• _TASK OBJECTIVE_: Each line of the listing that includes the string "trunk" is to be identified and copied.

• _STORED DATA_:
####################
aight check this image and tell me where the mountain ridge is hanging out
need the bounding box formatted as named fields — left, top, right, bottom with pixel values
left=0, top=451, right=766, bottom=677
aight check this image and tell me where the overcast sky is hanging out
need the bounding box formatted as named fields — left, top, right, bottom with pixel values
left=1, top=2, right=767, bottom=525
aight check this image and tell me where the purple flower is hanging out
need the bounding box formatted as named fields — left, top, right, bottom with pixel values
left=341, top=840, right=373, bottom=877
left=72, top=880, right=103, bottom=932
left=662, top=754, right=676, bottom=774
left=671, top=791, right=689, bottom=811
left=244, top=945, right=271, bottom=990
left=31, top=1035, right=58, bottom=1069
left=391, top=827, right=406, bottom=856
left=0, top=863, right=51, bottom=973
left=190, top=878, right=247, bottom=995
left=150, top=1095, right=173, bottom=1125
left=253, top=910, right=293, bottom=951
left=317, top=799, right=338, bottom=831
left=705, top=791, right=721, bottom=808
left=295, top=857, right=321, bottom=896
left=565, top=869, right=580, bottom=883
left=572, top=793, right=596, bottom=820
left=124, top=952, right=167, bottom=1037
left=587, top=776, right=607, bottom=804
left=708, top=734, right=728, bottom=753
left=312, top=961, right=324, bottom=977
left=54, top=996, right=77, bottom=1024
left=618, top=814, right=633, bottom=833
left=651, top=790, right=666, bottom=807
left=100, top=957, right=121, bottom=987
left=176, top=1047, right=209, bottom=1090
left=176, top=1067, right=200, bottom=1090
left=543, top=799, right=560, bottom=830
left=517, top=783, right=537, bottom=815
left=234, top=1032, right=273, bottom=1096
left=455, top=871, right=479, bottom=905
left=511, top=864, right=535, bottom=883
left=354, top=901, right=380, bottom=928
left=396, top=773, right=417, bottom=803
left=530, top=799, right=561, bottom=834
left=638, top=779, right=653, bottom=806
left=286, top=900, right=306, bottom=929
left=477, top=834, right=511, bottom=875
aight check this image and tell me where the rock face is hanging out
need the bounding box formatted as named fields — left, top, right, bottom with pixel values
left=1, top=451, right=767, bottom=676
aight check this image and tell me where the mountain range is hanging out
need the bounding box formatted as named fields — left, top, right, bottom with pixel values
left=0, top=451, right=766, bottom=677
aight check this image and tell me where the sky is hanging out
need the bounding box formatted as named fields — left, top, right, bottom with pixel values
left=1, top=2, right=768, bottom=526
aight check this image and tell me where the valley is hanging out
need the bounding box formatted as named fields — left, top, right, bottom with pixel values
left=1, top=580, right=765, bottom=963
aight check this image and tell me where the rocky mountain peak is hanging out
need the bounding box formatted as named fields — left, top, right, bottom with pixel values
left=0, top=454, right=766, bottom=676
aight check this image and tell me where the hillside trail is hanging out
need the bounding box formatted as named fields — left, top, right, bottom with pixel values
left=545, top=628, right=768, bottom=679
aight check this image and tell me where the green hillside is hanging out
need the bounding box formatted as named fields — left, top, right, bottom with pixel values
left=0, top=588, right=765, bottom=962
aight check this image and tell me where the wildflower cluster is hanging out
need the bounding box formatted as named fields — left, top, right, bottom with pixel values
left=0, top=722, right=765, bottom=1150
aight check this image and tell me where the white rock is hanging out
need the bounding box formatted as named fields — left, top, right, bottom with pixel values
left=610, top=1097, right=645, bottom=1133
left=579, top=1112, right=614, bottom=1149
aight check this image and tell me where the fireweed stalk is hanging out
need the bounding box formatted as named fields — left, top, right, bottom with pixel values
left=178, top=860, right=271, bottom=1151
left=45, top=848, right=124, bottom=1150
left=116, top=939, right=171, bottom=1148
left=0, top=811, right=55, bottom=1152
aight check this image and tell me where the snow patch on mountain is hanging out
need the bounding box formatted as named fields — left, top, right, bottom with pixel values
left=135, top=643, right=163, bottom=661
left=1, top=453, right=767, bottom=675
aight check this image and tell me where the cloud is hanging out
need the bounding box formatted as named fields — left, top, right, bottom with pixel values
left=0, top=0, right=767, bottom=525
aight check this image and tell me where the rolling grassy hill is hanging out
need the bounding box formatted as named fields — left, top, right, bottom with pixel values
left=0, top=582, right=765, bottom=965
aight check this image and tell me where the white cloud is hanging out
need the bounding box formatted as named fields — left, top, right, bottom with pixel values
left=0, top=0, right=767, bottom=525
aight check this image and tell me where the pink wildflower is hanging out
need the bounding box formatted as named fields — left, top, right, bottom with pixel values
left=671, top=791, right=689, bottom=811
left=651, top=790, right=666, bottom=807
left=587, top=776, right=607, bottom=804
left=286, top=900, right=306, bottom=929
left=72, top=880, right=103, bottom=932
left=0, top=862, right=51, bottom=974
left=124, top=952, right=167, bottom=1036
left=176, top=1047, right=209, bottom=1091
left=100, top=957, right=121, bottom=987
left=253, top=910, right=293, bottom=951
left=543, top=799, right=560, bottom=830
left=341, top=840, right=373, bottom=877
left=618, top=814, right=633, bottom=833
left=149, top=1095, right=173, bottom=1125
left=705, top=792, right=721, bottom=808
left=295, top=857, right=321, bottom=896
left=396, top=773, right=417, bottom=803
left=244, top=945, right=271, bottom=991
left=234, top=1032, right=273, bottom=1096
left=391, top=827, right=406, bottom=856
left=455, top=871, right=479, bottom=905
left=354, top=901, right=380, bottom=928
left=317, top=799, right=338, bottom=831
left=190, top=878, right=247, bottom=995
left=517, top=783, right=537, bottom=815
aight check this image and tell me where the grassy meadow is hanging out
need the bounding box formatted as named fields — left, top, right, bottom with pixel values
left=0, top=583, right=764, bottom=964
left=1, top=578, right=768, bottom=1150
####################
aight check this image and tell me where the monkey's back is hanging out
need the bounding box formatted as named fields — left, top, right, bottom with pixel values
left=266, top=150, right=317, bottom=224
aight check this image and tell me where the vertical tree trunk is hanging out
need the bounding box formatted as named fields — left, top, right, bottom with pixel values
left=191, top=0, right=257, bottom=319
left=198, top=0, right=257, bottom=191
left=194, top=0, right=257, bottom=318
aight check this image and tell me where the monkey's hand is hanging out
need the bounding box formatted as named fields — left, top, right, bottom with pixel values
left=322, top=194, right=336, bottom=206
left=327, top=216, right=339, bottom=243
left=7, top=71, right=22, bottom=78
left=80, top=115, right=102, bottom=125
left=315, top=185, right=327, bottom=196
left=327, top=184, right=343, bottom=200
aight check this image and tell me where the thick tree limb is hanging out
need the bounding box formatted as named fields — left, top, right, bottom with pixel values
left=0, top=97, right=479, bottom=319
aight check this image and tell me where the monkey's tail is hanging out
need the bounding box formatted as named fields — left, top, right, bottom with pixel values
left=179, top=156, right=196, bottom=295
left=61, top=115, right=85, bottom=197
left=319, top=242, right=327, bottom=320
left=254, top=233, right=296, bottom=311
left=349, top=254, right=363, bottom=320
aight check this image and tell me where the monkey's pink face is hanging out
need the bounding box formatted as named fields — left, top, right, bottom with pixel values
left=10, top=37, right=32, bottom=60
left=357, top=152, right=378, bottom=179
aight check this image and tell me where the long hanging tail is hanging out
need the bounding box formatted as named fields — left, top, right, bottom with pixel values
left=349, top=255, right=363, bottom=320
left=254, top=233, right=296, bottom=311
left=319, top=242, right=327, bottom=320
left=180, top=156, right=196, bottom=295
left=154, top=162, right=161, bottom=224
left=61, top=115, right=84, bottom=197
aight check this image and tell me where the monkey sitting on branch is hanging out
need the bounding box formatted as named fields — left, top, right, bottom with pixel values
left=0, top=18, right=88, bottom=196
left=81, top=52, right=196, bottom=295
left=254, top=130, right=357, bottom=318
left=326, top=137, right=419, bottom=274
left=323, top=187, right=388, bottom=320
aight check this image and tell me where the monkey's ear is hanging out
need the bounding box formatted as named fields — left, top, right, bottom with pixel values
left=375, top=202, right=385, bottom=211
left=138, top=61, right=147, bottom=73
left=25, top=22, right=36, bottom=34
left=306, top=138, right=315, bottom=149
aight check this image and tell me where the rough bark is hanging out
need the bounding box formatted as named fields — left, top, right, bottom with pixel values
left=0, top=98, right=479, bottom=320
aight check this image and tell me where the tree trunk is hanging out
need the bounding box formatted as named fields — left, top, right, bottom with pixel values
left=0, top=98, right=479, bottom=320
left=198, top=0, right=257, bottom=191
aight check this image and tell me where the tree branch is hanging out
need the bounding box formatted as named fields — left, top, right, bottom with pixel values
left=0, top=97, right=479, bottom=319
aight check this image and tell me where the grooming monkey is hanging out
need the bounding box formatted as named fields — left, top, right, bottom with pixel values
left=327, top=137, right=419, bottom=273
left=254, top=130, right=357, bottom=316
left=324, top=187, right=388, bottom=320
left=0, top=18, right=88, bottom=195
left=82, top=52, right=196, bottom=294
####################
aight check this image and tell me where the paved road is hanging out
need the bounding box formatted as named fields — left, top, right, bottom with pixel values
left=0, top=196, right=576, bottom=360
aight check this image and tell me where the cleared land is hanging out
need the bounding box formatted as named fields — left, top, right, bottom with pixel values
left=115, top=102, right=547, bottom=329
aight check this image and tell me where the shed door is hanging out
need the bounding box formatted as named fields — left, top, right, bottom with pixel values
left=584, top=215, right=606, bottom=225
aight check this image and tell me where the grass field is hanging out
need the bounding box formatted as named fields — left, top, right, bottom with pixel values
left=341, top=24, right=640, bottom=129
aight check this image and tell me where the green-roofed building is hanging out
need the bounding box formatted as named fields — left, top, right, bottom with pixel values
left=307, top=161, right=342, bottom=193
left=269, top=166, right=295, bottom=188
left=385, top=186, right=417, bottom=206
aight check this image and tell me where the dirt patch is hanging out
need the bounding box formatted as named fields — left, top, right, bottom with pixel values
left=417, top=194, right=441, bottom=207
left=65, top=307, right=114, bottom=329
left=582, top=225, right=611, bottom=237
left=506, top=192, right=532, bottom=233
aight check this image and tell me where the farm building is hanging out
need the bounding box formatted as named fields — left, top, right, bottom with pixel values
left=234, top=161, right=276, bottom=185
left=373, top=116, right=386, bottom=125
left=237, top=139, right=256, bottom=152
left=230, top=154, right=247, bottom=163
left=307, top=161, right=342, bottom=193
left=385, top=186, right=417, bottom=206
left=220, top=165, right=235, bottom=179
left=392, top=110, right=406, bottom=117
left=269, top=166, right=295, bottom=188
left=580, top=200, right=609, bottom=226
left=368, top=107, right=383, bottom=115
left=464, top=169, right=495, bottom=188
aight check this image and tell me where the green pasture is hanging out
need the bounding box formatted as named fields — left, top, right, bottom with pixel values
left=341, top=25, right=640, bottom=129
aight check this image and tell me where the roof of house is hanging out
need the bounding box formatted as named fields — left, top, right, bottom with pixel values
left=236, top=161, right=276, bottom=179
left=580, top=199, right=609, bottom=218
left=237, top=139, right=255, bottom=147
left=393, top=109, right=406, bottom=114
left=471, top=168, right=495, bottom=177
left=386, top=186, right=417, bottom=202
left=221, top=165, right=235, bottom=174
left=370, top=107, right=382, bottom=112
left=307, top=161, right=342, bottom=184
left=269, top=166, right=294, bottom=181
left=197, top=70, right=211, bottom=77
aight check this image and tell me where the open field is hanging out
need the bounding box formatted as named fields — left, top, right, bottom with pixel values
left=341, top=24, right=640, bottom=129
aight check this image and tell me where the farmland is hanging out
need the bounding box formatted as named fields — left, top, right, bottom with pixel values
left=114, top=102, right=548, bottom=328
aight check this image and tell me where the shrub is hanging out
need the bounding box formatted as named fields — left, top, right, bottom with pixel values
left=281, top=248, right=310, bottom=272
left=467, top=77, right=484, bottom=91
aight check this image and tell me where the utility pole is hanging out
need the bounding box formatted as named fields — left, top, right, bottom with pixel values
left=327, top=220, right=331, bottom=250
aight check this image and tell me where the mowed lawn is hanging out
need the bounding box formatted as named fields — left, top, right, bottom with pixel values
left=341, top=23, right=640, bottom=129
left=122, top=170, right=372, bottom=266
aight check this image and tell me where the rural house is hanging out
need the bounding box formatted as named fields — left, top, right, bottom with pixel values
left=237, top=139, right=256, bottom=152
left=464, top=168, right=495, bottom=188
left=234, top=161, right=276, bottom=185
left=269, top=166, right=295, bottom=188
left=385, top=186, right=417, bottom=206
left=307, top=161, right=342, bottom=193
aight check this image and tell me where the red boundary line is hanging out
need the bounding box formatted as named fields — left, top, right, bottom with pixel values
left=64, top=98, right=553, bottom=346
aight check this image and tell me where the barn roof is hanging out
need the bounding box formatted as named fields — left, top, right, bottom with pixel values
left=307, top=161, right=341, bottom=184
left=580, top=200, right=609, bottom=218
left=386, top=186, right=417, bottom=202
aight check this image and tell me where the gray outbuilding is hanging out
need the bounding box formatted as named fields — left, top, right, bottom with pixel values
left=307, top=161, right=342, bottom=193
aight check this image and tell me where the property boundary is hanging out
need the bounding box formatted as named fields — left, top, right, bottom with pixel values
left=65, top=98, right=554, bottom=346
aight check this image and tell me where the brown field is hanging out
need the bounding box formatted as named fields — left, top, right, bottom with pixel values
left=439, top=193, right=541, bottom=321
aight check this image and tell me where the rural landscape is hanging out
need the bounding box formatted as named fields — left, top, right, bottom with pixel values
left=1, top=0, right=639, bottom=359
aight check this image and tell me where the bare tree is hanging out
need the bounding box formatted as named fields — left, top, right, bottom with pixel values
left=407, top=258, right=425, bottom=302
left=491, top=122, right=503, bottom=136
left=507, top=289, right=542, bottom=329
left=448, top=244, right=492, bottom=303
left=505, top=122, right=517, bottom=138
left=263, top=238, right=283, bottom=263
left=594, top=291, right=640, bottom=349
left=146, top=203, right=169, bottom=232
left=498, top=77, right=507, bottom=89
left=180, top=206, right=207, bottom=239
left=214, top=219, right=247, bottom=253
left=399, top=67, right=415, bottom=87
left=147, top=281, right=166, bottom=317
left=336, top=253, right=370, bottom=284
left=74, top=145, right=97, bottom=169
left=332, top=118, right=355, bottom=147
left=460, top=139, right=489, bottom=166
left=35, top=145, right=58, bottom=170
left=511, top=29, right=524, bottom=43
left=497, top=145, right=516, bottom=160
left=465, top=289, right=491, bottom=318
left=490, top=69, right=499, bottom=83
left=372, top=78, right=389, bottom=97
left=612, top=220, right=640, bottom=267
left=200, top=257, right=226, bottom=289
####################
• _ANSWER TO THIS TASK_:
aight check this image and tell me where the vertical tree trunk is hanging out
aight check this image and tell me where the tree trunk is hanging out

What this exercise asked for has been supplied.